Problem statement: Set the following entries down again exactly, line by line.

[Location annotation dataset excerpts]
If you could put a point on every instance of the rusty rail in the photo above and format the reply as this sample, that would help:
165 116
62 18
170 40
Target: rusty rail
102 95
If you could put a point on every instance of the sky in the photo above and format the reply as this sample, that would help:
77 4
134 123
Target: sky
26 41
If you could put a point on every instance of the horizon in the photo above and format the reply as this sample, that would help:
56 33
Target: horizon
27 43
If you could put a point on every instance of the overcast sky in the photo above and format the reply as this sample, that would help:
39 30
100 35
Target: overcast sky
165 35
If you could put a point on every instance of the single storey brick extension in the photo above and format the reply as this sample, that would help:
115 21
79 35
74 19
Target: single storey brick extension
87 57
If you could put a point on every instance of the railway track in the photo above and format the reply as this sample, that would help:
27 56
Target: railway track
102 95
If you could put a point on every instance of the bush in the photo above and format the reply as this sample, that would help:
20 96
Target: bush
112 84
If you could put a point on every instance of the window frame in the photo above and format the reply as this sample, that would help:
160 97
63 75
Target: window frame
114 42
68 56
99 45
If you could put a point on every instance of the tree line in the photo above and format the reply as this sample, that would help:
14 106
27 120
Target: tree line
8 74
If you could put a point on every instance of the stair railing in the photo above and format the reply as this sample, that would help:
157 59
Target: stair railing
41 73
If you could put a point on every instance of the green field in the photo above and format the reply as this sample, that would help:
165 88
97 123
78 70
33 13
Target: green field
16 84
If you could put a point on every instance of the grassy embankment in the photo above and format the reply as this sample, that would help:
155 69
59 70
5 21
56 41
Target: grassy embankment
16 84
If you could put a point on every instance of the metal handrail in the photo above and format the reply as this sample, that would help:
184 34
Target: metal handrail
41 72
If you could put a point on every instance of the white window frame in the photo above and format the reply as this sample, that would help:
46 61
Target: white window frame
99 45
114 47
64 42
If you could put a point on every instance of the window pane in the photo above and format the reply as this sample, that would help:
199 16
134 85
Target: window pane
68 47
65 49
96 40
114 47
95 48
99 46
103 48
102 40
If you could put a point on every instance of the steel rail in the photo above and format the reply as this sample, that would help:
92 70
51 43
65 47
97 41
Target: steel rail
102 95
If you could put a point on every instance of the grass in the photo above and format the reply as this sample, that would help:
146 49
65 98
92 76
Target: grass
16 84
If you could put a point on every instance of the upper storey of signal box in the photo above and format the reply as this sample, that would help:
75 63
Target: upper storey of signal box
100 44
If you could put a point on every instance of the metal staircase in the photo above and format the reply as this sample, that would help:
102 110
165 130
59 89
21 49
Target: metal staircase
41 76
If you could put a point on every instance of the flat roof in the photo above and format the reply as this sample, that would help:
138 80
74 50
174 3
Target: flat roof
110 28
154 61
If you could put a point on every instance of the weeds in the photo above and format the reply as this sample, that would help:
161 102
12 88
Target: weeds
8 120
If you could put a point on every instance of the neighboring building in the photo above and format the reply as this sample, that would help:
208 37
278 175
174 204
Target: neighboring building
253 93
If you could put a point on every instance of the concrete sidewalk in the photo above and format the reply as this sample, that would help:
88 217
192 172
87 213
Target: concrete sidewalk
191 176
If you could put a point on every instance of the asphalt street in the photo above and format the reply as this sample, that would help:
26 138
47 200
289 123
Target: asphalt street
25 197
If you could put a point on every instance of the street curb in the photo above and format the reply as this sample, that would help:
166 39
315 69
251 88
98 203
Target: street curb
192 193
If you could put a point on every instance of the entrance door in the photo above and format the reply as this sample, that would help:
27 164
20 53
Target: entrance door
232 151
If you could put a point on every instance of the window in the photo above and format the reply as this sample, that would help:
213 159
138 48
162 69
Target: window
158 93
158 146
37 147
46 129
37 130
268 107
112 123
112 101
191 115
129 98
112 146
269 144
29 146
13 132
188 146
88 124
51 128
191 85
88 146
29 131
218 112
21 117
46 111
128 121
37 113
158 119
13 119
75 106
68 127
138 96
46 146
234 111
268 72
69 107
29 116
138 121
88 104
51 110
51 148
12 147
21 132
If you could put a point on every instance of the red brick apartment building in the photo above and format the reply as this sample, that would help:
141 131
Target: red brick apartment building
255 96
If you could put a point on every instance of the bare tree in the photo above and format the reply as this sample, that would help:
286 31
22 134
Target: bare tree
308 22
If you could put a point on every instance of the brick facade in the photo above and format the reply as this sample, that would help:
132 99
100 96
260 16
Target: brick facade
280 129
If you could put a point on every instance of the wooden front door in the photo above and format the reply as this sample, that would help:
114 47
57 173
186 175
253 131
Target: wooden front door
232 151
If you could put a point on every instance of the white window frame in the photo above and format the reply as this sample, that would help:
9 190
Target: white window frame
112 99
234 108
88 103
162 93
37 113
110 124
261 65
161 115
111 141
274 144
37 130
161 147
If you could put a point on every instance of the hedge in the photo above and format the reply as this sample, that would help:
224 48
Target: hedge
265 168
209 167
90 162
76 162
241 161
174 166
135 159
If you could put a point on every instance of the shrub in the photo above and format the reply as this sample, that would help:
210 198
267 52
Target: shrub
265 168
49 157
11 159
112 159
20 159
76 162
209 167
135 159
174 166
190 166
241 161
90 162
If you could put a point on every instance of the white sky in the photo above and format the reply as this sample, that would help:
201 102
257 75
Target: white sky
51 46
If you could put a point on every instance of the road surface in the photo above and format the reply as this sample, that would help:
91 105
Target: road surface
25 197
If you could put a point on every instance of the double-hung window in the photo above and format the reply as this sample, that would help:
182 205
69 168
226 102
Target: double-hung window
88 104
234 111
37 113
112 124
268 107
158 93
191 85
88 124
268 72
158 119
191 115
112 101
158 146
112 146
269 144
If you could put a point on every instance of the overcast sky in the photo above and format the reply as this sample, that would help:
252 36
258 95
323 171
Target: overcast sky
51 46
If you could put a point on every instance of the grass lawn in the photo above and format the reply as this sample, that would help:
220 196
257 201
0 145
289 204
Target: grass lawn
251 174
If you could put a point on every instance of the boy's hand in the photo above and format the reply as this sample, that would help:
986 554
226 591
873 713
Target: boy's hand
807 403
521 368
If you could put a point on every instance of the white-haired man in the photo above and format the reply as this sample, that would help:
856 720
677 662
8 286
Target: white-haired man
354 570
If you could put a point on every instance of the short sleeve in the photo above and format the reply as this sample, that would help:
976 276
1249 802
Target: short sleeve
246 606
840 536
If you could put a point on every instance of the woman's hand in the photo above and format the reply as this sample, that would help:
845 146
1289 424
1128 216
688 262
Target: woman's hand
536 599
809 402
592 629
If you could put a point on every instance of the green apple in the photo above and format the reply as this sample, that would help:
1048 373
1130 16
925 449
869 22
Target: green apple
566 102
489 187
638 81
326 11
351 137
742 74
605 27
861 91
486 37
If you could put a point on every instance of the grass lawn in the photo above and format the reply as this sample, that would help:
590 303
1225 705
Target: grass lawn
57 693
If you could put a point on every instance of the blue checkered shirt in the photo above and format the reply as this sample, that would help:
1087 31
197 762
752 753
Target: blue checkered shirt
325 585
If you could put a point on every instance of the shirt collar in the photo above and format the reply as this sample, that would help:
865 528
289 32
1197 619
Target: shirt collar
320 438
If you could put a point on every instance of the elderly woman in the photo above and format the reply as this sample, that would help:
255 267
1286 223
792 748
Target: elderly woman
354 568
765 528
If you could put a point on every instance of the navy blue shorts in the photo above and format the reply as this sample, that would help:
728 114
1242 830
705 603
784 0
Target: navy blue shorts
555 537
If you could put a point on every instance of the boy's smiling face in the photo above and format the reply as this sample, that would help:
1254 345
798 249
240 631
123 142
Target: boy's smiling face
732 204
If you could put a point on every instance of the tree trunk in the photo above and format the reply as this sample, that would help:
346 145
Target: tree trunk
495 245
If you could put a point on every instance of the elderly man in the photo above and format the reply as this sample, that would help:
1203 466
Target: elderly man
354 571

Complete answer:
If you could put a point on every instance of the rusty rail in the photo above and format the reply as this sample, that would help:
165 116
62 18
170 40
Target: rusty rail
102 95
If you could put a point on every instance of the sky in the photo above and format the reply as this sample, that would help:
77 4
134 123
Target: sky
26 41
If you could put a point on every instance of the horizon in the photo above and format the reply as this sample, that would help:
56 33
Target: horizon
27 43
If you could put a point on every instance of the overcast sky in the photo above and format the reply as this sample, that would help:
39 30
100 35
Target: overcast sky
165 35
If you could put a point on every instance of the single storey brick extension in the photo above and format the reply as this sample, that would help:
115 21
79 35
74 19
Target: single storey brick extension
87 57
If you could put a point on every instance of the railway track in the photo above and format the reply as this sample, that would help:
27 56
Target: railway track
102 95
If you could put a point on every instance of the bush in the photo above and format the reply as this sample, that would help:
20 96
Target: bush
112 84
If you could put a point on every instance of the window frame in the photo above and format the reply as this sample, that would help:
160 97
63 75
Target: window frame
114 42
68 56
99 45
If you could put a point on every instance of the tree line in the photo above and format the reply as this sample, that would help:
14 106
27 120
Target: tree line
8 74
If you could put a point on every instance of the stair railing in the photo above and format the reply as this sample, that would help:
157 59
Target: stair railing
41 73
If you could put a point on every instance of the green field in the photo above and format the reply as this sample, that would help:
165 88
97 123
78 70
33 13
Target: green field
16 84
If you could put a point on every instance of the grassy embankment in the photo above and format the reply as this sample, that would help:
155 69
59 70
5 21
56 41
Target: grassy embankment
16 84
If you could put a point on every instance of the metal handrail in the photo above and format the reply as this sample, that would help:
184 34
Target: metal handrail
41 72
If you could put a point on every instance of the white window frame in the photo above and format the reply as this sample, that would help:
46 61
Target: white window frame
99 45
114 47
64 42
If you could put a point on every instance of the window pane in the photo above and format the reply as this sample, that would help:
199 16
134 85
Target: window pane
68 47
65 49
96 40
114 47
95 48
99 46
103 48
102 40
If you could put a point on every instance of the steel rail in the photo above and format the reply as this sample, that would help:
92 70
51 43
65 47
97 41
Target: steel rail
102 95
If you could put a point on every instance of the grass in the photo above and format the reply as this sample, that would help:
146 49
65 98
92 76
Target: grass
16 84
If you could put a point on every instance of the upper storey of signal box in the photo above and format the reply as this sample, that would help:
75 63
Target: upper storey of signal box
100 44
If you could put a point on every instance of the metal staircase in the photo above and format the reply as this sample, that would help:
102 110
165 130
59 89
21 49
Target: metal staircase
41 76
If you could put a point on every instance of the flat roof in the photo above and format the reply as this sample, that would help:
138 80
74 50
174 3
Target: flat roof
110 28
154 61
If you could put a point on every instance of the weeds in the photo above and format the reply as this sample, that would help:
161 102
12 88
Target: weeds
8 120
If you could put a point on every instance of the neighboring building in the photo above and format the reply as this sample, that would help:
208 37
278 175
174 204
Target: neighboring building
253 93
If you could put a point on every instance of the concrete sidewalk in the photo above and format the reply as this sample, that would help:
88 217
192 172
87 213
Target: concrete sidewalk
191 176
If you could put a point on every instance of the asphalt street in the photo above and format the reply as this sample, that would help:
26 138
47 200
289 123
Target: asphalt street
25 197
If you could put a point on every instance of the street curb in the photo above and format the reply as this sample, that would help:
166 39
315 69
251 88
98 203
Target: street curb
192 193
If you could put a point on every instance of the entrance door in the photo above and format the reply as this sample, that would help:
27 164
20 53
Target: entrance door
232 151
If you could put a point on every instance of the window in the photo above and format the reply as this sample, that would help:
213 159
138 48
162 69
Target: window
158 93
158 146
37 147
46 129
37 130
268 107
112 123
112 101
191 115
129 98
112 146
269 144
29 146
13 132
188 146
88 124
51 128
191 85
88 146
29 131
218 112
21 117
46 111
128 121
37 113
158 119
13 119
75 106
68 127
138 96
46 146
234 111
268 72
69 107
29 116
138 121
88 104
51 110
51 148
12 147
21 132
If you could put a point on every instance of the red brick apartment building in the photo above and format the reply as this sample, that would help:
141 131
Target: red brick apartment building
255 96
If you could put a point on every instance of the bare tree in the photo above and format the reply as this sample, that would help:
286 31
22 134
Target: bare tree
308 22
If you could put a point on every instance of the brick facade in the photo above and format the reply as this sample, that would help:
132 99
100 96
260 16
Target: brick facade
280 129
If you could put a point on every instance of the wooden front door in the photo above and format the reply as this sample, that would help:
114 47
57 173
186 175
253 131
Target: wooden front door
232 151
If you could put a point on every instance of the white window frame in the photo above and format the reply as this sample, that would help:
9 190
Target: white window frame
112 99
234 108
88 103
162 93
37 113
110 124
261 65
161 115
111 141
274 144
37 130
161 147
If you could put a point on every instance of the hedge in the photo above and format the reply as this sample, that would help:
224 48
Target: hedge
265 168
209 167
90 162
76 162
241 161
174 166
135 159
If you could put a point on every instance of the shrub in the photo above and format the reply as this sample, that would help:
210 198
267 52
Target: shrub
265 168
49 157
11 159
112 159
20 159
76 162
209 167
135 159
174 166
190 166
241 161
90 162
If you could put a point on every instance of the white sky in the photo above and format the reply as this sample, that would help:
201 102
257 75
Target: white sky
51 46
If you could put a point on every instance of the road surface in the photo above and format the reply as this sample, that would help:
91 105
Target: road surface
25 197
If you could put a point on every instance of the double-hung window in the photo above and format the reply as this sample, that would help:
182 205
69 168
226 102
Target: double-hung window
88 104
234 111
37 113
112 124
268 107
158 93
191 85
88 124
268 72
158 119
191 115
112 101
158 146
112 146
269 144
If you could put a point on every instance of the overcast sky in the photo above and format the reply as this sample, that would help:
252 36
258 95
323 171
Target: overcast sky
51 46
If you could put a point on every instance of the grass lawn in the photo above and format the reply as this sample, that would help:
220 196
257 201
0 145
289 204
Target: grass lawn
251 174
If you could put a point on every instance of the boy's hand in the photo above and format the reply as this sample, that would help:
986 554
226 591
873 713
Target: boy's hand
807 403
521 368
If you could put a point on every instance of the white-haired man in the photo above and format the reply as this sample, that would help:
856 720
677 662
8 286
Target: white-haired man
354 570
If you could put a point on every instance of the short sleeve in the photo above and format the reply as this sample, that would help:
976 276
1249 802
Target: short sleeve
246 606
840 536
If you could put a point on every instance of the woman's hand in the photo above and format the reply as this sample, that would help:
845 146
1289 424
1128 216
688 262
Target: woman's hand
536 599
809 402
592 629
If you could put a point on every instance of the green apple in the photo above and format the reply as this sample, that would help:
1048 373
1130 16
925 449
869 22
Target: green apple
566 102
489 187
638 81
326 11
351 137
742 74
605 27
861 91
486 37
If you could put a point on every instance of the grass lawn in the photo above and format the reply as this sample, that would help:
590 303
1225 705
Target: grass lawn
57 693
If you could put a point on every instance of the blue checkered shirt in the photo above and format the reply as this sample, that would help:
1087 31
197 762
752 753
Target: blue checkered shirt
325 585
If you could put a point on every instance of the shirt collar in the photo above and format the reply as this sample, that would help:
865 528
289 32
1197 619
Target: shirt collar
320 438
If you could put a point on every instance of the elderly woman in the photo above and format the reply as this sample, that would help:
255 267
1286 223
792 748
Target: elderly woman
354 568
765 528
If you could put a point on every instance of the navy blue shorts in the photo above and format the reply as this sample, that would help:
728 114
1242 830
705 603
784 0
Target: navy blue shorts
555 537
If you could put a point on every instance of the boy's smiling face in the photo above and format the reply as this sample, that would help:
1254 345
798 249
240 631
123 142
Target: boy's smiling face
732 204
If you could put a point on every instance of the tree trunk in the photo above and format the reply as this sample, that would help:
346 145
Target: tree trunk
495 245
If you could put a point on every instance of the elderly man in the photo above and format the reply as this sample, that would help:
1203 466
Target: elderly man
354 571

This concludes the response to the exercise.